QUOTED PASSAGE »
_ _ _

The Elusive Elston Howard Single-
PSA Near Mint 7
A major key to completing a number of single-signed baseball ball sets, this extremely scarce orb consistently appears on collectors' want lists. Along with the Roger Maris, an Elston Howard single signed baseball is essential to finishing the full set of 1961 Yankees, as well as the set of Retired Yankee Numbers (Babe Ruth is significantly easier to locate, for example). In the late 1980's, there was a 1961 Yankees Reunion Card Show, but of course neither Maris or Howard attended. The rest of the players from that team were there to sign baseballs (save Tony Kubek).
While Elston Howard singles are virtually non-existent, we have been fortunate to own two others in the past (few dealers have), both of which sold well in excess of $10,000 each. The last example to appear in auction, one we were not interested in purchasing due to its inferior condition (we demand quality) sold for $6,600 in 2017. That is how much demand there is and how little supply!
This wonderful example is graded 7/10 by PSA/DNA and features a full 3-inch sprawling example of his elaborate signature, which he placed in felt pen on the coveted sweet spot of a clean, snow white Wilson Little League Baseball. The black ink stamping and labeling is as dark as the day it was removed from its original box. We suspect the ball was signed during a game that he attended as a spectator while watching his son play youth ball.
Elston Howard autographed memorabilia is perpetually in demand. This important Yankee passed away unexpectedly in 1980 at the young age of 51, long before baseball card shows and private event signings came to the hobby. Hence, the vast majority of autographed items extant are a result of those he gratuitously scripted for fans that waited for him after a game or hotel. Keep in mind that autograph collecting was not as popular as it became decades later. Virtually all of those autographs were on "flat" items, not baseballs - flat items were the easier medium.

_ _ _

TASK A » Rewrite as a short list the paragraph of the listing that begins "While Elston Howard singles are virtually non-existent," keeping its main facts.
TASK B » Carry on the listing about the Elston Howard signed baseball with one more paragraph, picking up after its final sentence.

Collected data
_ _ _

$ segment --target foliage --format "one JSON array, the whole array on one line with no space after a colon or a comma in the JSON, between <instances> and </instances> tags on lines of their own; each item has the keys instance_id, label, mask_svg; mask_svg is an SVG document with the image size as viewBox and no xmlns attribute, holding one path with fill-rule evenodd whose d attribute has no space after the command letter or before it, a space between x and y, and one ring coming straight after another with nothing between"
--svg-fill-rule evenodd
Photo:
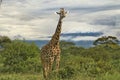
<instances>
[{"instance_id":1,"label":"foliage","mask_svg":"<svg viewBox=\"0 0 120 80\"><path fill-rule=\"evenodd\" d=\"M75 46L72 42L61 41L60 45L60 70L58 74L53 71L50 80L119 80L119 45L102 44L87 49ZM0 72L29 75L2 75L1 80L43 80L40 51L34 43L14 40L4 43L4 48L0 53Z\"/></svg>"},{"instance_id":2,"label":"foliage","mask_svg":"<svg viewBox=\"0 0 120 80\"><path fill-rule=\"evenodd\" d=\"M3 72L32 72L40 70L39 49L35 44L19 40L4 45L1 56L4 58Z\"/></svg>"}]
</instances>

_ _ _

EXERCISE RESPONSE A »
- Elston Howard single-signed baseballs are virtually non-existent.
- The sellers have owned two others in the past, which few dealers have, and both sold for well over $10,000 each.
- The last one to appear at auction sold for $6,600 in 2017. The sellers passed on it because of its inferior condition.
- Demand for these baseballs is high and supply is very small.

EXERCISE RESPONSE B »
About Elston Howard
"Ellie" Howard spent his early years catching for the K.C. Monarchs of the Negro League. Interestingly his roommate was Ernie Banks. The Yankees were "late to the party" in signing an African American player, which they finally did in 1955. Howard immediately made his mark, stepping into the lineup and batting .290 that season. By 1958 he was a .300 hitter, and by 1963 he was the American League's Most Valuable Player. In 1967 Yankee fans were disheartened when he was suddenly traded to the Red Sox during their famous "Impossible Dream" season. Elston played an important role and helped lead them to the World Series in which he caught all seven games.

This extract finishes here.